§ PROVIDED TEXT:
- - - - - - -

Will this pandemic force us to boldly address inequities in our schools?

Editor’s note: This commentary by Laura Waters, a mom, education blogger and former school board president in New Jersey, first appeared March 25 on EducationPost. The daughter of New York City educators and parent of a son with special needs, she writes frequently about the need to listen to families and ensure access to good public school options for all. Her observations on school inequities in her state are arguably observable nationwide.

I live right off Route 206, a mostly two-lane road that begins in the Pinelands of southern New Jersey, winds 130 miles north to Stokes State Forest, and ends in Dingman Township, Pa. One 12-mile stretch of 206 connects Princeton, Lawrence Township (where I live), and Trenton, the state capitol. 

As COVID-19 affects, well, everything — here, we’re currently in something close to a lockdown, with a 158 percent jump in confirmed cases during the last three days — New Jersey’s educational inequities come into sharp relief. 

Think of this stretch of Route 206 as an emblem of America.

Princeton Regional Public Schools, a district where only 8 percent of students are economically disadvantaged and 80 percent of 10th graders meet or exceed benchmarks in reading, created a “Pandemic Response Team” that has issued a 10-page booklet explaining how students will continue to learn at home. Every student has a laptop or iPad, as well as internet access; if necessary, the district will fill in any gaps. Special education students have daily to-do lists and “teachers will send individualized guidance and support to parents through email.”

The district website lists separate letters from each of its principals detailing daily expectations. At Princeton High School, for example, “teachers will post content … and [students] will have a minimum of one hour of coursework for each class each day.”  At elementary schools, students will have four hours of coursework per day and “one or more of our teachers [will] check-in with each pupil and his or her family multiple times per week via telephone calls, e-mails, Class Dojo or some other means.”

Now let’s travel 12 miles south to Trenton where 70 percent of students are economically disadvantaged and 22 percent of 10th-graders meet or exceed benchmarks in reading. The district has a booklet labeled “Health-Related School Closures” that says, “a series of learning experiences has been created for students by grade levels.” There is a one-page letter from the superintendent that says “the current school closure is not a vacation” and “students are expected to log on to Google daily for at least four hours daily and complete assignments in Google classroom” using a one-page reference of free online education programs. If a family doesn’t have a computer or online access (for comparison, in demographically-similar Camden only 30 percent do), parents can “pick up a paper packet from their school.”

- - - - - - -

§ RECORDED INFORMATION:
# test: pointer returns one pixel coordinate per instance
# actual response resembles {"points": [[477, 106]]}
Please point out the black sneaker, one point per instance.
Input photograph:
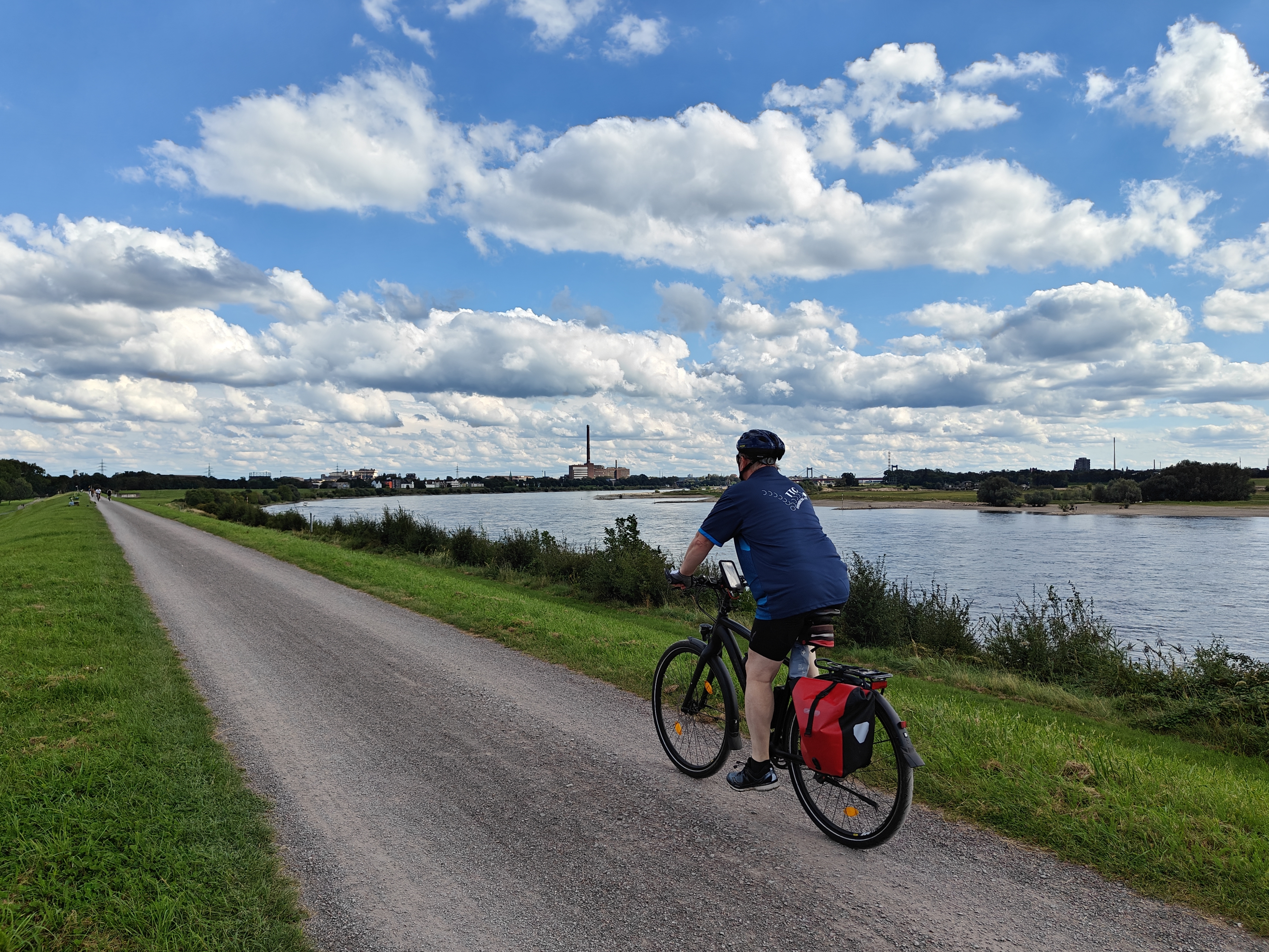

- - - - - - -

§ DIRECTIONS FOR THIS TASK:
Copy out the passage from the commentary on pandemic school inequities, starting at "Editor’s note: This" and ending at "arguably observable nationwide.".

§ PROBLEM SOLUTION:
Editor’s note: This commentary by Laura Waters, a mom, education blogger and former school board president in New Jersey, first appeared March 25 on EducationPost. The daughter of New York City educators and parent of a son with special needs, she writes frequently about the need to listen to families and ensure access to good public school options for all. Her observations on school inequities in her state are arguably observable nationwide.